_Excerpted text_

---

Frank Ferrer (born March 25, 1966) is an American rock drummer. He is best known as the drummer for hard rock band Guns N' Roses, with whom he has played, toured, and recorded since 2006. Ferrer was also a member of The Psychedelic Furs, Love Spit Love as well as The Beautiful. He has recorded and worked with several high profile musicians including Robi "Draco" Rosa, Tool, Gordon Gano, PJ Harvey, Tommy Stinson, Nena, Frank Black of The Pixies, Neil Young, Perry Farrell and Cheetah Chrome of The Dead Boys.

Career

The Beautiful (1988–1993) 
Ferrer was a member of New York based band The Beautiful. The band featured Ferrer on drums along with Jonathan Lacey on vocals and guitar, and bassist Perry Bottke. The band released a self-titled EP in 1990, and a full-length album Storybook, in May 1992.

Psychedelic Furs & Love Spit Love (1992–2008) 
Ferrer joined Love Spit Love in 1992. The band was formed by Richard Butler with Ferrer and Richard Fortus while The Psychedelic Furs were on hiatus. Love Spit Love released their self titled album Love Spit Love in 1994 and Trysome Eatone in 1997. During this time Ferrer also played on demos Dripping Goss' album Gift of Demise. From 2001 until 2008, Ferrer joined the touring lineup (along with Fortus) of The Psychedelic Furs.

The Compulsions (2004–present) 
Ferrer is drummer for the New York City based band The Compulsions. The band features Rob Carlyle on vocals and rhythm guitar, fellow Guns N' Roses member Richard Fortus on lead guitar, and bassist Sami Yaffa of Hanoi Rocks and The New York Dolls. In 2011, the band released their first full-length studio album, Beat The Devil.

Guns N' Roses (2006–present) 

In July 2006, Frank Ferrer joined Guns N' Roses during their European Tour to replace Bryan "Brain" Mantia, who had returned to the United States when his wife had a child. Tommy Stinson and Richard Fortus, whom Ferrer had both recorded with in the past, reached out to Ferrer to fill the drum position. Ferrer played his first show with the band on June 24, 2006, in Dessel, Belgium at Graspop Metal Meeting. Initially expected to be just a touring drummer filling in for 2 weeks, Ferrer became the official drummer in October 2006. He contributes drums to the tracks "Chinese Democracy", "Better", "If the World", "There Was a Time" and "I.R.S." on the album Chinese Democracy.

---

_Exercises to complete_
A) In the Frank Ferrer biography, what was the title of the first full-length studio album The Compulsions released in 2011?
B) Extend the Frank Ferrer biography, picking up right after its final sentence.

_Entries supplied_
---

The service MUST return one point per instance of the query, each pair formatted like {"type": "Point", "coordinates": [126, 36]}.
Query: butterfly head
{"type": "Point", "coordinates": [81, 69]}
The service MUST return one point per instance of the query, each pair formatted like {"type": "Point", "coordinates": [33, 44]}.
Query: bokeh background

---

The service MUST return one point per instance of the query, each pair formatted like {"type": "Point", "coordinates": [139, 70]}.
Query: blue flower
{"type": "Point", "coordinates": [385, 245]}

---

_Answers provided_
A) Beat The Devil

B)
Ferrer toured with the group through the end of the Chinese Democracy Tour, as well as the Up Close and Personal Tour & Appetite for Democracy Tour. He appears in the live video release Appetite for Democracy 3D.

He took part in the reunion Not in This Lifetime... Tour, featuring classic-era members Slash and Duff McKagan, which circled the world from 2016-2019. He has continued to tour with them since.

The Dead Daisies (2013–2014) 

Ferrer toured with The Dead Daisies in 2013 and recorded drums for their 2014 EP Face I Love.

PSSR (2019-present) 
In 2019, Ferrer formed the hard rock band PSSR with singer/guitarist Eric J, bassist Brett Bass, and lead guitarist Rob Bailey, and released their first single "Busted". Two more singles were released in 2020, "Last Time" and "Push", and another in 2021 entitled "She's All Right".

Personal life 
Ferrer was born March 25, 1966, to Cuban parents and raised in New York. His father was a carpenter and Latin percussionist. At age 11, Ferrer saw KISS in concert at Madison Square Garden and fell in love with rock music. In 2021 he got married to a Polish model Magdalena Dziun

Equipment 
Ferrer uses DW drums, Remo drumheads, Sabian cymbals and Vater drumsticks.
His drum setup according to his official website consists of a 26x14" kick drum, a 12x12" rack tom and 14x14 and 16x16" floor toms, sometimes using 16x16 and 18x16 floor toms.
His Sabian cymbal setup varies from time to time along with drumheads. His choice of sticks are Vater Power 5Bs.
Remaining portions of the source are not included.